◆ OBJETIVO DEL EJERCICIO ◆
Según el fragmento sobre la guerra comercial, ¿hacia dónde evalúa Europa reorientar su comercio?

◆ FRAGMENTO SELECCIONADO ◆
□ □ □ □ □

Golpear para negociar

Trump no solo parece estar perdiendo la guerra comercial, sino que aún tiene mucho más que perder si persiste en su postura aislacionista. Las advertencias que en su momento fueron tildadas de pesimistas están comenzando a cumplirse: las alianzas en Asia se están reconfigurando a gran velocidad y hasta Europa evalúa reorientar su comercio hacia el este. Paradójicamente, los aranceles impuestos por Estados Unidos parecen estar fortaleciendo los planes estratégicos de China, que avanza en la consolidación de su área de influencia, mientras que Estados Unidos se debilita incluso en las suyas.

La verdadera amenaza radica en que, si los líderes políticos no toman decisiones a tiempo, serán los precios —una herramienta mucho más instantánea y poderosa— los que modelan la realidad. Nadie, ni dentro ni fuera de Estados Unidos, aceptará pasivamente pagar los costos derivados de los aranceles. Hoy, el aumento de precios, la caída del comercio, la baja en las cotizaciones bursátiles y la amenaza de recesión ya son un hecho. Frente a eso, la tan prometida reindustrialización, que apenas cuenta con un bosquejo de plan, es un proyecto a muy largo plazo. Mientras tanto, Trump no ofrece más que incertidumbre, señales contradictorias y un comportamiento errático.

□ □ □ □ □

◆ MATERIAL DE ORIGEN ◆
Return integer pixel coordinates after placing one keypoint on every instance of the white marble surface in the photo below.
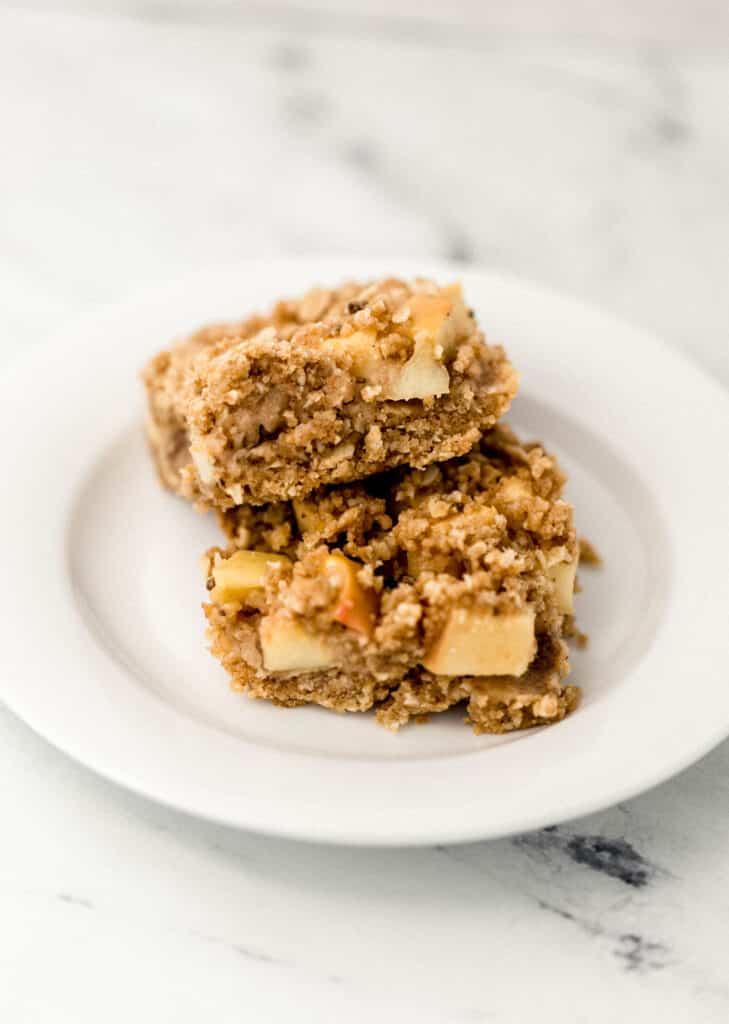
(591, 154)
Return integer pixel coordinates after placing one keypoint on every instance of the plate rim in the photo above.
(63, 341)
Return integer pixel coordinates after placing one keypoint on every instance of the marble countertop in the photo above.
(142, 140)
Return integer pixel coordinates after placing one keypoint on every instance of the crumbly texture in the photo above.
(320, 392)
(165, 377)
(589, 555)
(480, 531)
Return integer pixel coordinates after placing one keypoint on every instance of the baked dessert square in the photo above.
(408, 592)
(334, 387)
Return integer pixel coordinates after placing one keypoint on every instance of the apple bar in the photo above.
(334, 387)
(408, 593)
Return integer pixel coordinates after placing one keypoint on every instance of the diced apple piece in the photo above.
(244, 571)
(475, 642)
(356, 605)
(287, 646)
(463, 322)
(421, 377)
(563, 574)
(203, 464)
(429, 312)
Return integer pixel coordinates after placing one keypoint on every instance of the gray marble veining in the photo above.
(143, 142)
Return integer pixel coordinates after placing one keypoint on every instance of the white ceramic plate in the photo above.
(102, 638)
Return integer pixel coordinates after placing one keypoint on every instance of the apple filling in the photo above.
(563, 574)
(434, 323)
(287, 646)
(234, 579)
(475, 642)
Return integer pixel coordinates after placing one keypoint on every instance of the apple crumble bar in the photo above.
(408, 592)
(334, 387)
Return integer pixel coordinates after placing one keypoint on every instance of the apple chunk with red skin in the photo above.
(475, 642)
(356, 605)
(288, 646)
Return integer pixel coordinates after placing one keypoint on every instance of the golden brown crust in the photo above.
(285, 406)
(480, 531)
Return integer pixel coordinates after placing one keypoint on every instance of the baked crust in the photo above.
(478, 532)
(275, 407)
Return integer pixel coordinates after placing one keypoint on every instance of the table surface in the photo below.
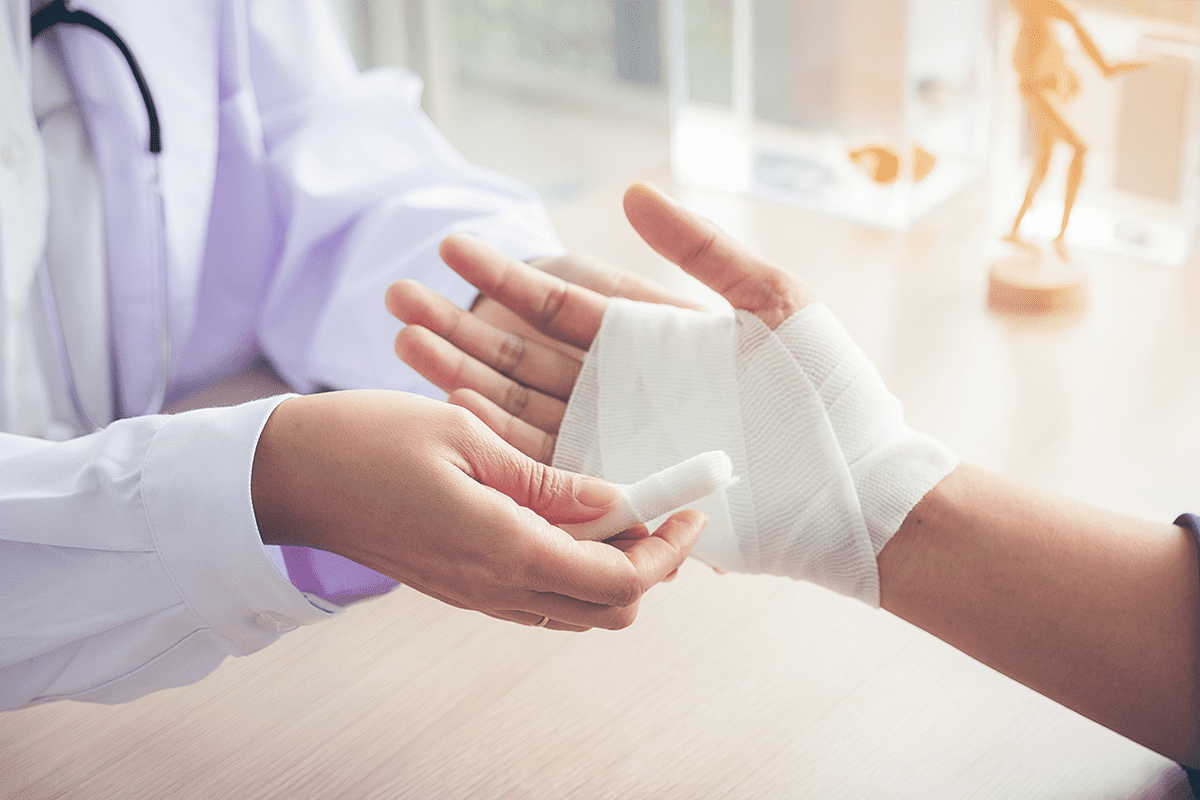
(727, 685)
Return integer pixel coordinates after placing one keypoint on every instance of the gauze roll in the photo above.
(663, 384)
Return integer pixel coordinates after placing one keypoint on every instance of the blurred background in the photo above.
(871, 110)
(559, 94)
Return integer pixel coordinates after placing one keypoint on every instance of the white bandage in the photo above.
(659, 494)
(828, 469)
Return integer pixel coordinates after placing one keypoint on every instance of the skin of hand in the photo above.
(1097, 611)
(425, 493)
(520, 384)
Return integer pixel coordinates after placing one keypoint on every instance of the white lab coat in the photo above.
(295, 191)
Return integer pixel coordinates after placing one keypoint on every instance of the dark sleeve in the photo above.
(1192, 522)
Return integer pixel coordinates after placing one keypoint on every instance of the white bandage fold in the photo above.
(828, 469)
(659, 494)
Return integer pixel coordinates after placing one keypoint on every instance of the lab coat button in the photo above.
(275, 623)
(12, 154)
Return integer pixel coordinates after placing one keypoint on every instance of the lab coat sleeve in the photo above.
(367, 188)
(130, 559)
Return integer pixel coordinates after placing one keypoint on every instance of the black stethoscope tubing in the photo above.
(43, 19)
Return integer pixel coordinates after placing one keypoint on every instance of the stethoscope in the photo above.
(43, 19)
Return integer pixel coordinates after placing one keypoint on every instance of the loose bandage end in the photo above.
(659, 494)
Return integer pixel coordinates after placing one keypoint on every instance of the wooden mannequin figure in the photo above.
(1032, 282)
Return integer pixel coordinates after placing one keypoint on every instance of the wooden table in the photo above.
(726, 686)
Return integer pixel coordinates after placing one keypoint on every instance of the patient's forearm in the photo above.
(1093, 609)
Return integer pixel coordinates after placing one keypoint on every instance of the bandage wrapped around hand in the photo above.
(827, 467)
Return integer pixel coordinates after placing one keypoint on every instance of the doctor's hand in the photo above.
(520, 385)
(425, 493)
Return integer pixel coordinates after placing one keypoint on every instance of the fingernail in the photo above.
(595, 493)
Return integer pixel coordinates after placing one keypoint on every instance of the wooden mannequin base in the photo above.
(1036, 284)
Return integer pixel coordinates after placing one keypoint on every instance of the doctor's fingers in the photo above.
(563, 311)
(528, 362)
(449, 368)
(718, 260)
(531, 440)
(609, 280)
(583, 584)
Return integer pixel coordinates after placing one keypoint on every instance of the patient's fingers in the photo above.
(532, 441)
(563, 311)
(706, 252)
(528, 362)
(449, 368)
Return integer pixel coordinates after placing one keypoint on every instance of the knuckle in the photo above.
(516, 400)
(553, 302)
(511, 354)
(623, 618)
(544, 487)
(627, 591)
(546, 453)
(701, 251)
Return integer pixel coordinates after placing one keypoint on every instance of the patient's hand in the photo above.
(519, 385)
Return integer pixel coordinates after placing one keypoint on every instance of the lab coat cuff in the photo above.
(197, 494)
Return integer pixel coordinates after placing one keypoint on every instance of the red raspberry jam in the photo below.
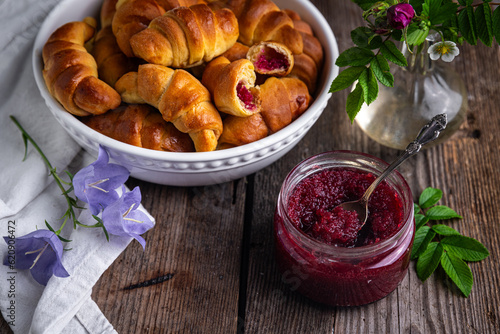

□ □ □ □ □

◆ RESPUESTA DEL EJERCICIO ◆
Hacia el este.